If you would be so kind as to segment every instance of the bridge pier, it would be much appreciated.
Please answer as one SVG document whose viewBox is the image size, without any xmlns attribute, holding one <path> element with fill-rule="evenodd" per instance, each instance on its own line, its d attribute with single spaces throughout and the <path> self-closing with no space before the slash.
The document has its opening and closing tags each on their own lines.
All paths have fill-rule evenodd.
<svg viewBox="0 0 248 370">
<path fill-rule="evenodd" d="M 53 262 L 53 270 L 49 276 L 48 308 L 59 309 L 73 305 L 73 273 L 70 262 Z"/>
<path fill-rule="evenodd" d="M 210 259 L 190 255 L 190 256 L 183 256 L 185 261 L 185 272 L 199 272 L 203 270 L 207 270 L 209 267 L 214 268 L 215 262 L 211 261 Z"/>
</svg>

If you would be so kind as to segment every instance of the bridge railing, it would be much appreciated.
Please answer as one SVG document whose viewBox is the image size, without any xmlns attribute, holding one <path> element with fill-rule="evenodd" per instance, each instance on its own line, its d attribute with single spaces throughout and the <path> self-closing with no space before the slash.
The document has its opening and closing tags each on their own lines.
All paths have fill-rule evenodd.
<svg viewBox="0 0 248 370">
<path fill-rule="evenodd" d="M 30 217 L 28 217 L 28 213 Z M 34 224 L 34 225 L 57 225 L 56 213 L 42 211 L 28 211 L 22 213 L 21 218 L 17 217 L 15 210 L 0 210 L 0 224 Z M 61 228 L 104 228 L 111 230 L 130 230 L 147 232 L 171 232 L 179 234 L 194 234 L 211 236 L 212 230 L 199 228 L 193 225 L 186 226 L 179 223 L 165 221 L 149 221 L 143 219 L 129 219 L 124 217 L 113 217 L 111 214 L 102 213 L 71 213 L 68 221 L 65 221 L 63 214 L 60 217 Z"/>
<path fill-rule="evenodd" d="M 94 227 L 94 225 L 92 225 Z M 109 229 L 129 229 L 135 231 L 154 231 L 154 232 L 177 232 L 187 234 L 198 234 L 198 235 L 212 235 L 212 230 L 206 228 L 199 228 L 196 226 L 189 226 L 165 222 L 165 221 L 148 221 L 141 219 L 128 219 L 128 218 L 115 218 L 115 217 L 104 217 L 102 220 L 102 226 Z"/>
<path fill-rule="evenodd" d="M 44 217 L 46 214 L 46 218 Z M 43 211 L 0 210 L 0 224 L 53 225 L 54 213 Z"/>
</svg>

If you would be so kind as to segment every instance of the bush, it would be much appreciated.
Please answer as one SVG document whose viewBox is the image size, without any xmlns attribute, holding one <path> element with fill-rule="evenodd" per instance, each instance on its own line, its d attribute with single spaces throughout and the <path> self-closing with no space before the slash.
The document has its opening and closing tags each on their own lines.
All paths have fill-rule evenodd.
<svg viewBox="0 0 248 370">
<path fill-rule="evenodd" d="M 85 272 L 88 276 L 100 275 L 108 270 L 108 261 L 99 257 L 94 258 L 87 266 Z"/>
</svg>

◇ ◇ ◇ ◇ ◇

> EXERCISE
Retyping every entry exactly is the whole of the task.

> EXPECTED ANSWER
If you would be so kind as to segment every instance of the bridge pier, it would be much appreciated.
Please answer as one SVG document whose viewBox is the image size, without any xmlns attribute, holding one <path> element with fill-rule="evenodd" per instance, each instance on its own line, its d attribute with single spaces throughout and the <path> self-closing with no space before the slash.
The document has its opening and closing tags each on their own lines.
All paths have fill-rule evenodd.
<svg viewBox="0 0 248 370">
<path fill-rule="evenodd" d="M 53 262 L 53 270 L 49 276 L 48 308 L 59 309 L 73 305 L 73 273 L 70 262 Z"/>
<path fill-rule="evenodd" d="M 210 259 L 190 255 L 190 256 L 183 256 L 185 261 L 185 272 L 199 272 L 203 270 L 207 270 L 209 267 L 214 268 L 215 262 L 211 261 Z"/>
</svg>

If you would be so kind as to segment every instance of the bridge railing, it would be much appreciated.
Please answer as one SVG document whose viewBox is the image size, without any xmlns attribute, holding one <path> element with fill-rule="evenodd" per instance, each instance on its own line, its d attribute with single spaces throughout and the <path> self-closing with no space before the slash.
The document has its opening and closing tags each on their own lines.
All paths have fill-rule evenodd.
<svg viewBox="0 0 248 370">
<path fill-rule="evenodd" d="M 30 217 L 28 217 L 28 213 Z M 34 224 L 34 225 L 57 225 L 56 213 L 42 211 L 28 211 L 22 213 L 21 218 L 17 217 L 15 210 L 0 210 L 0 224 Z M 61 228 L 104 228 L 111 230 L 130 230 L 147 232 L 171 232 L 179 234 L 194 234 L 211 236 L 212 230 L 199 228 L 193 225 L 186 226 L 179 223 L 165 221 L 149 221 L 143 219 L 129 219 L 124 217 L 113 217 L 111 214 L 102 213 L 71 213 L 68 221 L 65 221 L 63 214 L 60 217 Z"/>
<path fill-rule="evenodd" d="M 94 227 L 94 225 L 92 225 Z M 109 229 L 129 229 L 135 231 L 154 231 L 154 232 L 177 232 L 187 234 L 198 234 L 198 235 L 212 235 L 212 230 L 206 228 L 199 228 L 196 226 L 189 226 L 165 222 L 165 221 L 148 221 L 141 219 L 128 219 L 128 218 L 115 218 L 115 217 L 104 217 L 102 220 L 102 226 Z"/>
<path fill-rule="evenodd" d="M 44 217 L 46 214 L 46 218 Z M 43 211 L 0 210 L 0 224 L 53 225 L 54 213 Z"/>
</svg>

If you would be so kind as to segment every instance of the bush, it would be much appreciated.
Please answer as one SVG document whose viewBox is the image size, without any xmlns attribute, holding one <path> element with fill-rule="evenodd" per instance, each instance on its own line, its d attribute with single spaces throughout and the <path> self-closing with no space before the slash.
The document has its opening and closing tags each on their own lines.
All paths have fill-rule evenodd.
<svg viewBox="0 0 248 370">
<path fill-rule="evenodd" d="M 85 272 L 88 276 L 100 275 L 108 270 L 108 261 L 99 257 L 94 258 L 87 266 Z"/>
</svg>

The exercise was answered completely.